* [Aim of the exercise]: Every entry has to be output exactly, with none skipped.
-- Opening Marker --
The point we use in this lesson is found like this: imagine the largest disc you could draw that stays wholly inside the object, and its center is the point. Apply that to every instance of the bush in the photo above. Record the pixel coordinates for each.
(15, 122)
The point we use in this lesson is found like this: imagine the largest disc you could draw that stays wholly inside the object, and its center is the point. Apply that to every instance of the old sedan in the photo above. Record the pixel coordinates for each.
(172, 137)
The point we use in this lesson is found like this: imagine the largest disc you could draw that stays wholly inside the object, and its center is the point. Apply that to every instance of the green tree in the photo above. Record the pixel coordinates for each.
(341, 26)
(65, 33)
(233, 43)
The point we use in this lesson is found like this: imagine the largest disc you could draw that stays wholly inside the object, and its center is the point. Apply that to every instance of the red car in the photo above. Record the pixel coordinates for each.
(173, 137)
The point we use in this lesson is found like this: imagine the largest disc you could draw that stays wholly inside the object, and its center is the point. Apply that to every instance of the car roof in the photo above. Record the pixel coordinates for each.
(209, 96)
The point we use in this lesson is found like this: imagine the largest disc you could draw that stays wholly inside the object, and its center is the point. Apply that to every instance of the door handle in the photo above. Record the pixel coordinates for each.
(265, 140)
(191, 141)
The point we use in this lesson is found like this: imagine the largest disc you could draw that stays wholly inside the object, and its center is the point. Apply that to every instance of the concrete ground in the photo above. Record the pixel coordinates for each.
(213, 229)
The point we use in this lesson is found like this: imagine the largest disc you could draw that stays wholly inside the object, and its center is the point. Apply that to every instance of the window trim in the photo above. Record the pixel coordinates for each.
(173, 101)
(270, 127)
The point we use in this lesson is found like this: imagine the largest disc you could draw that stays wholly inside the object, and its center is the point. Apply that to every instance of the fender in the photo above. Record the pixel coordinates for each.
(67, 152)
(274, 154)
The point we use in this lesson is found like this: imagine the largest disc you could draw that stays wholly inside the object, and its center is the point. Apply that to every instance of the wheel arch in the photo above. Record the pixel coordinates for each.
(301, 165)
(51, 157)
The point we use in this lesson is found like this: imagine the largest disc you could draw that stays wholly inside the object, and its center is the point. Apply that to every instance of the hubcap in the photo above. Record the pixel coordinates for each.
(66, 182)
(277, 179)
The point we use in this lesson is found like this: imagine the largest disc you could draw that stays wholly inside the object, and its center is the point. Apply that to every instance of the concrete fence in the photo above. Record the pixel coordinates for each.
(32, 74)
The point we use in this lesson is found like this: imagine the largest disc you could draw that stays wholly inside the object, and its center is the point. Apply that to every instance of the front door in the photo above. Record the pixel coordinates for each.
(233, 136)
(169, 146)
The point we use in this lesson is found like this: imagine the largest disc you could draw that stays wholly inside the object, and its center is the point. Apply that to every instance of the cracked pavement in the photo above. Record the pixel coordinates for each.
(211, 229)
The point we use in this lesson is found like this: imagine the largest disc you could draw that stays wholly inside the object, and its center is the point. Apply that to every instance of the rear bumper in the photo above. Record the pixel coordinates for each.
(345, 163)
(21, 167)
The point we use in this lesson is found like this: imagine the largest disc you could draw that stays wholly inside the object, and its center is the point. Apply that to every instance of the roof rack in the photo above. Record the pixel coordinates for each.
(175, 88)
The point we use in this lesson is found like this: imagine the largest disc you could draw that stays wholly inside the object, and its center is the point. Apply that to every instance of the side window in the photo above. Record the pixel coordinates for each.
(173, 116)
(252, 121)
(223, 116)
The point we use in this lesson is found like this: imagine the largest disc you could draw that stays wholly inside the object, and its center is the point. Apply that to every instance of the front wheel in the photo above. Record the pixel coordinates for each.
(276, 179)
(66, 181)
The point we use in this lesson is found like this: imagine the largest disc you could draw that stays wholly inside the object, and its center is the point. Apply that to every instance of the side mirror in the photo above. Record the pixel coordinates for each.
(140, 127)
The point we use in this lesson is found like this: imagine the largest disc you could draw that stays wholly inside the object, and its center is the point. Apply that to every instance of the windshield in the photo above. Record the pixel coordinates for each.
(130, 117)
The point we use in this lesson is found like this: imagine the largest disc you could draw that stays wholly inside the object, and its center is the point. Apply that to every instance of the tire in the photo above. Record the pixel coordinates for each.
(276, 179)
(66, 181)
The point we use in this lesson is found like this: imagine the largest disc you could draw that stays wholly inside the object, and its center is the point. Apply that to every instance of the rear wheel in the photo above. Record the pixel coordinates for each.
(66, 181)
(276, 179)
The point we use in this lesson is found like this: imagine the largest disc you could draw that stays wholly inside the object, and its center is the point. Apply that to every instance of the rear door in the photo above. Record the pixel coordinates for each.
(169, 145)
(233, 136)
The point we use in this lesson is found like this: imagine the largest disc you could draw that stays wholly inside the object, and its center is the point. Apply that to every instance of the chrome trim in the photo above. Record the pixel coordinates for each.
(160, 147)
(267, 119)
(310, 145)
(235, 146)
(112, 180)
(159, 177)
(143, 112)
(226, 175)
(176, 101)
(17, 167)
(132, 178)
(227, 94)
-- Closing Marker --
* [Solution for this problem]:
The point we use in this lesson is found like this: imagine the largest disc you could draw that stays wholly inside the object, and its center is the point. Apply that to every instance of the bush in the photo above. Record the pixel coordinates for each.
(15, 122)
The point we use in this lesson is found like this: imagine the largest disc you could draw that stays wholly inside the object, and its center is the point. Apply that to every instance of the old sedan in the photo above. Record the pixel coordinates for each.
(172, 137)
The point we use in this lesson is found like this: imagine the largest disc you could draw that stays wholly inside the object, and its center is the point. Apply that to every instance of the green tree in the photo above. Record the pixel coordinates for each.
(341, 26)
(65, 33)
(233, 43)
The point we use in this lesson is found like this: imagine the largest disc you could draw that stays wholly inside the object, and its center is the point. Apply that to every instance of the red car in the photo above. Record the pixel coordinates for each.
(173, 137)
The point we use in this lesson is found like this: imagine the largest disc you could draw that stays wholly inside the object, and its center is the point. Apply that to every instance of the car roof in the photo above. Record the pixel coordinates for each.
(209, 96)
The point we use in this lesson is found like this: imagine the largest disc you could draw that stays wholly inside the object, and its center is the point. Apply that to every instance of the door handle in the photo above. Record the pixel coordinates for each.
(265, 140)
(191, 141)
The point we use in this lesson is found like this: imagine the largest disc you could draw that stays wholly inside the object, and its center is the point. Apply that to every instance of the concrete ground in the photo above. Record the pixel coordinates for each.
(213, 229)
The point we use in this lesson is found like this: imagine the largest disc you could draw that stays wholly inside the object, and its center is the point. Apply that to every instance of the window trim in the photo above. Record the pixel coordinates for each.
(173, 101)
(270, 127)
The point we use in this lesson is found like this: imagine the largest disc you could draw that stays wholly inside the object, and its center is the point. Apply that to every instance of the fender in the photo above. Record the pixel coordinates for each.
(67, 152)
(274, 154)
The point we use in this lesson is found like this: imagine the largest disc you could draw that stays wholly inside the object, and its center is the point. Apply that to every instance of the wheel arch in the photo above. Record the pixel coordinates for each.
(301, 165)
(51, 157)
The point we use in this lesson is found like this: imagine the largest disc you could draw that stays wholly inside the object, and its center is the point. Apply that to every instance of the hubcap in the photo above. Record the pixel coordinates for each.
(66, 182)
(277, 179)
The point we use in this lesson is found like this: imagine the largest disc you could draw that stays wholly inside the object, and its center is the point. Apply that to every instance of the concrete fence in the photo above. Record the pixel coordinates for each.
(32, 74)
The point we use in this lesson is found like this: imagine the largest disc you could draw that stays wholly inside the object, and its center is the point. Apply that to every instance of the front door in the photo above. Record the pixel coordinates for each.
(233, 136)
(169, 146)
The point we use in this lesson is found like this: imagine the largest disc you could draw that stays wholly inside the object, and its center is the point. Apply that to every instance of the cracked pavement in the photo above. Record the pixel coordinates for each.
(211, 229)
The point we use in this lesson is found like this: imagine the largest disc you could draw that stays wholly inside the object, and its center is the point. Apply that to every instance of the rear bumper in the photo above. Record the pixel coordinates for each.
(345, 163)
(21, 167)
The point we use in this lesson is found like this: imagine the largest disc you could draw that stays wholly inside the object, and its center is the point. Apply that to every instance of the roof rack in the photo above. Record the pixel coordinates for each.
(175, 88)
The point we use in this lesson is found like this: imagine the largest disc you could draw that stays wholly inside the object, and its center is the point. Apply that to every instance of the side window in the photo above. Record the pixel coordinates for each.
(173, 116)
(252, 121)
(223, 116)
The point we use in this lesson is found like this: imagine the largest disc you could draw that stays wholly inside the object, and its center is the point. Apply that to every instance of the front wheel in the photo above. Record the pixel coordinates for each.
(276, 179)
(66, 181)
The point we use in this lesson is found like this: imagine the largest disc you could draw that stays wholly inside the object, and its center is the point. Apply that to every instance of the side mirror in the photo above. Record the pixel coordinates for each.
(140, 127)
The point we use in this lesson is found like this: imagine the largest disc you could draw that stays wholly inside the object, and its center is the point. Apply that to every instance of the windshield in the photo above. Record the pixel coordinates for each.
(130, 117)
The point we use in this lesson is found like this: imagine the largest disc you could draw that stays wholly inside the object, and its center is the point. Apply that to every instance of the tire in the photo above. Record the pixel coordinates for each.
(276, 179)
(66, 181)
The point we use in this lesson is found like this: imagine the largest disc you could draw that stays wholly inside the object, and its center is the point. Apply that to every instance of the rear wheel in the photo above. Record the pixel coordinates for each.
(66, 181)
(276, 179)
The point we use in this lesson is found like this: imagine the largest disc you could draw that stays wholly inside the object, and its center is the point. Apply that to every instance of the rear door in the photo above. Record the pixel coordinates for each.
(169, 145)
(233, 136)
The point we use in this lesson is found like this: imagine the largest disc you could draw that stays wholly inside the object, and its center is the point. Apply that to every instance of the chrome trim in the photo above. Record the pixel coordinates for each.
(160, 147)
(267, 119)
(310, 145)
(235, 146)
(112, 180)
(159, 177)
(143, 112)
(226, 175)
(176, 101)
(17, 167)
(132, 178)
(227, 94)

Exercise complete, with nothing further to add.